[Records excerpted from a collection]
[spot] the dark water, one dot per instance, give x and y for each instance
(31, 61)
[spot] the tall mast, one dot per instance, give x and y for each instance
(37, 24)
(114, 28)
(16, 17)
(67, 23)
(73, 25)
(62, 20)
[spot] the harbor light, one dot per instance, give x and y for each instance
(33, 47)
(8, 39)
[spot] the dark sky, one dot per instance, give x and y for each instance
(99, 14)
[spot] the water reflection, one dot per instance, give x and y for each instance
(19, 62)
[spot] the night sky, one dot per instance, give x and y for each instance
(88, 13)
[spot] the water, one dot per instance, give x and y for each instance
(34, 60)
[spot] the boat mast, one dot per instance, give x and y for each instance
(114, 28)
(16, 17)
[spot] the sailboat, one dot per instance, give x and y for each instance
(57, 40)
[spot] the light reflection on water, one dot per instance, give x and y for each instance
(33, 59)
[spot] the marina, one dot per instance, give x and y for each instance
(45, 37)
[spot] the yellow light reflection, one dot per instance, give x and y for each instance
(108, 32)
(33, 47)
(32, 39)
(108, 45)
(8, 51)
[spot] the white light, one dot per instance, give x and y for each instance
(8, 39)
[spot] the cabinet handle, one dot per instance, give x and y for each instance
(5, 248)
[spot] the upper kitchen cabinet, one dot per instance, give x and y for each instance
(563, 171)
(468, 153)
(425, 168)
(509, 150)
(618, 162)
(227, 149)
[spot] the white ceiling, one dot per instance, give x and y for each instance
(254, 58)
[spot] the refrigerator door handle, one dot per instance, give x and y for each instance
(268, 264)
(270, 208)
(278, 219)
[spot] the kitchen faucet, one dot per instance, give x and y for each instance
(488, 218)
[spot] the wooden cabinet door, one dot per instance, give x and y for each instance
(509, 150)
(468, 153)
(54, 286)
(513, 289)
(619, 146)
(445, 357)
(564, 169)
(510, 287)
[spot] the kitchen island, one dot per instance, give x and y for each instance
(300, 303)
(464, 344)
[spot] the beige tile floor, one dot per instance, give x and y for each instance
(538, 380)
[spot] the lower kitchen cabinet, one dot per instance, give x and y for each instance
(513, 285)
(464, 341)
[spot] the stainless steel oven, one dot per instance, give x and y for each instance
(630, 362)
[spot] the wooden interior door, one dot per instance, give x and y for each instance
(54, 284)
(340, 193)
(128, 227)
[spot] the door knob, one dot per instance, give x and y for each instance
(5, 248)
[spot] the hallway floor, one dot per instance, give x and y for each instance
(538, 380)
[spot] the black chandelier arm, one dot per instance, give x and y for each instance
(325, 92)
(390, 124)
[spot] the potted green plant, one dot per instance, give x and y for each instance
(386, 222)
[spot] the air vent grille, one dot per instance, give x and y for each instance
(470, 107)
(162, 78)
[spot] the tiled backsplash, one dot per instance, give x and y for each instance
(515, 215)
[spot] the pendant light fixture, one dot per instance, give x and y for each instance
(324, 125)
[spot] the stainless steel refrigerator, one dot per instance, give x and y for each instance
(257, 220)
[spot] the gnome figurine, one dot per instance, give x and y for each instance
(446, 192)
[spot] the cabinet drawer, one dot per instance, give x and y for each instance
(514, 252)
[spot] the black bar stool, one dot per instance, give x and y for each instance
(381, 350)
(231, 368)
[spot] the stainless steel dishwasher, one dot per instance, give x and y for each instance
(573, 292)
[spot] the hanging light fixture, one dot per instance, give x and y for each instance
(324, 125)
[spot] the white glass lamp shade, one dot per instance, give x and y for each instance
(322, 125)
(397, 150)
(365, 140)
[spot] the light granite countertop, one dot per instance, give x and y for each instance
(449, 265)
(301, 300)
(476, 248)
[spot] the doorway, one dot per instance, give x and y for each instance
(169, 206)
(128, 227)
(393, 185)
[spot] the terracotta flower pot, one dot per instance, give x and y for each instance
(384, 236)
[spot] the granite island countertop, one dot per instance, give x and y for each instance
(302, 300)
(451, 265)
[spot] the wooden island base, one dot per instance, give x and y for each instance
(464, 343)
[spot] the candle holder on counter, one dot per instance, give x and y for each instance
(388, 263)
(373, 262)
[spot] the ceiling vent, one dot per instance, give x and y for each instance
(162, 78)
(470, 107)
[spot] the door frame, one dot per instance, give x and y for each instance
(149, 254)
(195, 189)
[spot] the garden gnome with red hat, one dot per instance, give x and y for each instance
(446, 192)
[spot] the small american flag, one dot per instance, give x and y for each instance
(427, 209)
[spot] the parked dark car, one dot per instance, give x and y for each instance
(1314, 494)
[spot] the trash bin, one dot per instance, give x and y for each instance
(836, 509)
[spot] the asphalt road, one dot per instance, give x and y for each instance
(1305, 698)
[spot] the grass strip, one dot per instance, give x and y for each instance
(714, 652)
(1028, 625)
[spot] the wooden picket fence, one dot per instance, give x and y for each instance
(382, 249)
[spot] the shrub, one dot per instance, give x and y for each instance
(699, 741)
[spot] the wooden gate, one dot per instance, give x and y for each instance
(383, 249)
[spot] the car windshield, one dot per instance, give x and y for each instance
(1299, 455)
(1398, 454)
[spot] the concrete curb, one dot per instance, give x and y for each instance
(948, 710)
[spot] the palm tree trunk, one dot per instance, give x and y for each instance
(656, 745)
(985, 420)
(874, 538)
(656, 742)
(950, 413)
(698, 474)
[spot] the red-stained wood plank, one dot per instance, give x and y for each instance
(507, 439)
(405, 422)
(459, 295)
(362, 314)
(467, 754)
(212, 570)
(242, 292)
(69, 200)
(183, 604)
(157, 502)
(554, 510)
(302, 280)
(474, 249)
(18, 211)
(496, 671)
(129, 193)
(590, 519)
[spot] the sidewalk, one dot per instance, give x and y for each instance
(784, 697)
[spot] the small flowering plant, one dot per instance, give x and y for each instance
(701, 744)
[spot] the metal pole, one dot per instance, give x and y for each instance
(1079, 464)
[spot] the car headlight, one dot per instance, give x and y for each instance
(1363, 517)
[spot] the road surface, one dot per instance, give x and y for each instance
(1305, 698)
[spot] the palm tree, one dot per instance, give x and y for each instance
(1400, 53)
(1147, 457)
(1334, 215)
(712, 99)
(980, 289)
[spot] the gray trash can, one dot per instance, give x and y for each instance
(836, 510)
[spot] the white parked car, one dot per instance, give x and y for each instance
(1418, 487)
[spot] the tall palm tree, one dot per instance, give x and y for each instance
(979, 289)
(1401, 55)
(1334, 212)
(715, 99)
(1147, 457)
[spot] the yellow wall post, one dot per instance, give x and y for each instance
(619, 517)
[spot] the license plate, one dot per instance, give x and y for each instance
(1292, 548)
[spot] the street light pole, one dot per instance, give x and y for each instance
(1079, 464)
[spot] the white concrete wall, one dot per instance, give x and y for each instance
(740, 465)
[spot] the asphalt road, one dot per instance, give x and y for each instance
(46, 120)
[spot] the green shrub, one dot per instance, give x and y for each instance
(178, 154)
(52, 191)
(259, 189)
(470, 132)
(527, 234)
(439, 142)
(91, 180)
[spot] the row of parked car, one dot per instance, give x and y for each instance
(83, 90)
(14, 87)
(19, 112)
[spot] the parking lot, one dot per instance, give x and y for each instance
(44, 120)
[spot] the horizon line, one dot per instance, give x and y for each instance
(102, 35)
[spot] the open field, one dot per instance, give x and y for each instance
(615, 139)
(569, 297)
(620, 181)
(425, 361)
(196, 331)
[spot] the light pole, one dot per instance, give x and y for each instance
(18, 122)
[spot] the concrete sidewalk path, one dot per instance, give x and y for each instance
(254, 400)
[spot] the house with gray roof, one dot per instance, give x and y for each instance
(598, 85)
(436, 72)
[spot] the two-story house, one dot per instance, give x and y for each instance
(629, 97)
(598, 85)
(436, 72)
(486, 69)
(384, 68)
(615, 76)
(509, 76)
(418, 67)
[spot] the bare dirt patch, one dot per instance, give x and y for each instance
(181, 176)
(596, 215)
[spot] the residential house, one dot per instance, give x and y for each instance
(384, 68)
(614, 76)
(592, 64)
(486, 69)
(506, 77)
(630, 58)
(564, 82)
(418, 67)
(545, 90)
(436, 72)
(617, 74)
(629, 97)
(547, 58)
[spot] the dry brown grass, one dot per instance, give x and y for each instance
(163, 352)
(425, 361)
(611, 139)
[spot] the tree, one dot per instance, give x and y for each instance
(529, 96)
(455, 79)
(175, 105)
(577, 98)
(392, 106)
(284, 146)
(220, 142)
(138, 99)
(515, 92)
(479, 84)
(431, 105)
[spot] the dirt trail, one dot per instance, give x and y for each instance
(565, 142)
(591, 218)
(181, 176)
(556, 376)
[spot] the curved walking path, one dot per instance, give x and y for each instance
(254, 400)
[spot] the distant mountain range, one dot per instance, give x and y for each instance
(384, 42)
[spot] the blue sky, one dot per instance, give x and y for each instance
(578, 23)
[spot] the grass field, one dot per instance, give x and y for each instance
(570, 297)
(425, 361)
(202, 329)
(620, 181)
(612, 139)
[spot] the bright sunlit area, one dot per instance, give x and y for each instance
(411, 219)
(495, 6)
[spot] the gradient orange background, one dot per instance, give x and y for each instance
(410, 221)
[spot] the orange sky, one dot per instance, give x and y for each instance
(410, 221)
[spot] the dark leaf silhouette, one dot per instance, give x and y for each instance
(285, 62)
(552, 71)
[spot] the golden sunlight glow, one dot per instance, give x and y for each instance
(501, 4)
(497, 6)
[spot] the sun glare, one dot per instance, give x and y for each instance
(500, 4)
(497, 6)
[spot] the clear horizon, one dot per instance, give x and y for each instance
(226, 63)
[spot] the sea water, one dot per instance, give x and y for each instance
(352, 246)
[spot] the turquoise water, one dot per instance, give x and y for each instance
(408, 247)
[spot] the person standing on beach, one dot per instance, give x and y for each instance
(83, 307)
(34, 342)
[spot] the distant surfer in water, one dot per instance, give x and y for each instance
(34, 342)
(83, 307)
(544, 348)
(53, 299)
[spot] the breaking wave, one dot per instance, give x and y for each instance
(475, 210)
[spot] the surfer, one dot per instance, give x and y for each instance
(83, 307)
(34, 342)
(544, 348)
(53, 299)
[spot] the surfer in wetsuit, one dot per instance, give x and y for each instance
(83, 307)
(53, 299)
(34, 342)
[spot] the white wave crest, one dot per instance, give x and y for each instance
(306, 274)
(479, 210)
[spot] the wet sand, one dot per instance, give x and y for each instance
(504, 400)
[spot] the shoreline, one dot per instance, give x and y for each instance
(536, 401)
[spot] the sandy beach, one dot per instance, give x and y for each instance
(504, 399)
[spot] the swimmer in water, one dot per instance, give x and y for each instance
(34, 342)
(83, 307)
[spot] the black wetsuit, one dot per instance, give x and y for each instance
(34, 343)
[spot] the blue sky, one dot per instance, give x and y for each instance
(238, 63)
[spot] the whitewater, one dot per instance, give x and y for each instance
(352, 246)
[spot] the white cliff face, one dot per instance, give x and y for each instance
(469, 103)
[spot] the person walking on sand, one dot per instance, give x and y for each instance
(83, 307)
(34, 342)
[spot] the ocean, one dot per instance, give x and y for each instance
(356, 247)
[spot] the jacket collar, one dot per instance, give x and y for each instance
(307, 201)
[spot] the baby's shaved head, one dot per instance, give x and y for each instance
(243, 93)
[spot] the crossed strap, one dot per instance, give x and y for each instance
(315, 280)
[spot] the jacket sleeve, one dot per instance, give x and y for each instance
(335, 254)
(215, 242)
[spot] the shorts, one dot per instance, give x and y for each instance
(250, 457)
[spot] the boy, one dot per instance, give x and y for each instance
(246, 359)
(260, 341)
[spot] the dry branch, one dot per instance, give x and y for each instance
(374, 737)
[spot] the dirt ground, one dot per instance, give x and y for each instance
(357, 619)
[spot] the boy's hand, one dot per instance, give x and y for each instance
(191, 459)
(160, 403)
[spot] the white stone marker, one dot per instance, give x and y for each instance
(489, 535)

**What you should do**
Set the lines down exactly as they stand, beginning at the one that contains "[spot] the boy's" and stopping after the last line of the entries above.

**Response to this task**
[spot] the boy's hand, one dot per instance, give x and y for each instance
(191, 459)
(160, 403)
[spot] the white stone marker, one dot per instance, give x and y for each instance
(489, 535)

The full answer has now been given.